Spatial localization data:
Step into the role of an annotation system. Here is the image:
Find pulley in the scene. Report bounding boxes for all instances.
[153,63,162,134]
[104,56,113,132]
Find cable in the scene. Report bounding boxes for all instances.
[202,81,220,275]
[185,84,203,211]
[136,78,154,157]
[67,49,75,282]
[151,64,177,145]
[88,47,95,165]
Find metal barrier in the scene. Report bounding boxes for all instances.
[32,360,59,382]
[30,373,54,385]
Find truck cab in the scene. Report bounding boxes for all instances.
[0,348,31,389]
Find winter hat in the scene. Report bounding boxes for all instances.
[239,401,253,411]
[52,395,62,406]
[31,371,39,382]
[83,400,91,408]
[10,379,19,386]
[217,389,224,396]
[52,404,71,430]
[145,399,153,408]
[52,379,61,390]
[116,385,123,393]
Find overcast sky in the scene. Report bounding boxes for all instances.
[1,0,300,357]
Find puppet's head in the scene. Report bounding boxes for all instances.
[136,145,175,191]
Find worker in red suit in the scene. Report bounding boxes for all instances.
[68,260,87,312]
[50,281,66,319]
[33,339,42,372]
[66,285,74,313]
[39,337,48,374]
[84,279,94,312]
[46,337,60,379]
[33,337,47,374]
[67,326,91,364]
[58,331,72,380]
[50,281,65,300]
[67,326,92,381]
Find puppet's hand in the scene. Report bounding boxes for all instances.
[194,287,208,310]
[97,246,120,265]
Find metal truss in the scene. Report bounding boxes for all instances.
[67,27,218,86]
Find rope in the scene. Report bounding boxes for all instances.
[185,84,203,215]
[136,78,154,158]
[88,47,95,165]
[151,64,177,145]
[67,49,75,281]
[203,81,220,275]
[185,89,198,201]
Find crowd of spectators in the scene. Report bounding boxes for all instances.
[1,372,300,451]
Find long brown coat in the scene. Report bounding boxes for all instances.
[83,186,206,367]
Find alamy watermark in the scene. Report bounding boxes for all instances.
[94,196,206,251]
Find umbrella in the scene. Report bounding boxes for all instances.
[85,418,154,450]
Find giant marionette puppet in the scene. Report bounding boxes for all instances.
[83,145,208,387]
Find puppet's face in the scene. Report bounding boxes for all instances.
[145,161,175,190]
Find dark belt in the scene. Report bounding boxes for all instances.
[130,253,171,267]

Problem to solve:
Transcribe all of the lines in the records precisely.

Output:
Step into the role of an annotation system. Here is the image:
Find pulley in the scene. Report bounding boxes for all instances.
[153,63,162,134]
[104,56,113,132]
Find cable in the scene. Report bounding boxes for all instances.
[202,81,220,275]
[185,84,203,211]
[136,78,154,157]
[67,49,75,282]
[151,64,177,145]
[88,47,95,165]
Find metal barrier in the scene. Report bounding boxes for all instances.
[32,360,59,382]
[30,373,54,385]
Find truck cab in the scene. Report bounding boxes for all instances.
[0,348,31,389]
Find winter hat in the scene. Report bounding boxes for all instances.
[239,401,253,411]
[52,395,62,406]
[31,371,39,382]
[83,400,91,408]
[10,379,19,386]
[217,389,224,396]
[52,404,71,430]
[145,399,153,408]
[52,379,61,390]
[116,385,123,393]
Find overcast sky in the scene. Report bounding boxes for all instances.
[1,0,300,357]
Find puppet's head in the scene. Report bounding boxes for all instances.
[136,145,175,191]
Find worker in red suit in the scene. Report bounding boxes for all instances.
[68,260,87,312]
[50,281,66,319]
[33,339,42,372]
[66,285,74,313]
[39,337,48,374]
[84,279,94,312]
[46,337,60,379]
[33,337,47,374]
[67,326,91,364]
[58,331,72,380]
[50,281,65,300]
[67,326,92,381]
Find puppet's hand in the scene. Report bounding boxes for all instances.
[194,287,208,310]
[97,246,120,265]
Find metal truss in the scene. Report bounding boxes for all instances.
[67,27,218,86]
Find rope in the scene. Report bounding boxes for all instances.
[185,84,203,215]
[136,78,154,158]
[88,47,95,165]
[151,64,177,145]
[67,49,75,281]
[203,81,220,275]
[185,89,198,201]
Find crowd of spectators in the scene. Report bounding boxes for all instances.
[1,372,300,451]
Find long brown coat in the scene. Report bounding boxes for all instances.
[83,186,206,367]
Find alamy watermark in the scene. Report bounding boxes for all instances.
[94,196,206,251]
Find umbrella in the scene. Report bounding boxes for all instances.
[85,418,154,450]
Find giant marionette puppet in the scene. Report bounding boxes for all instances.
[83,145,208,387]
Find puppet's face in the scene. Report bounding boxes for all instances.
[145,161,175,190]
Find dark belt in the scene. Report bounding boxes for all instances.
[130,253,171,267]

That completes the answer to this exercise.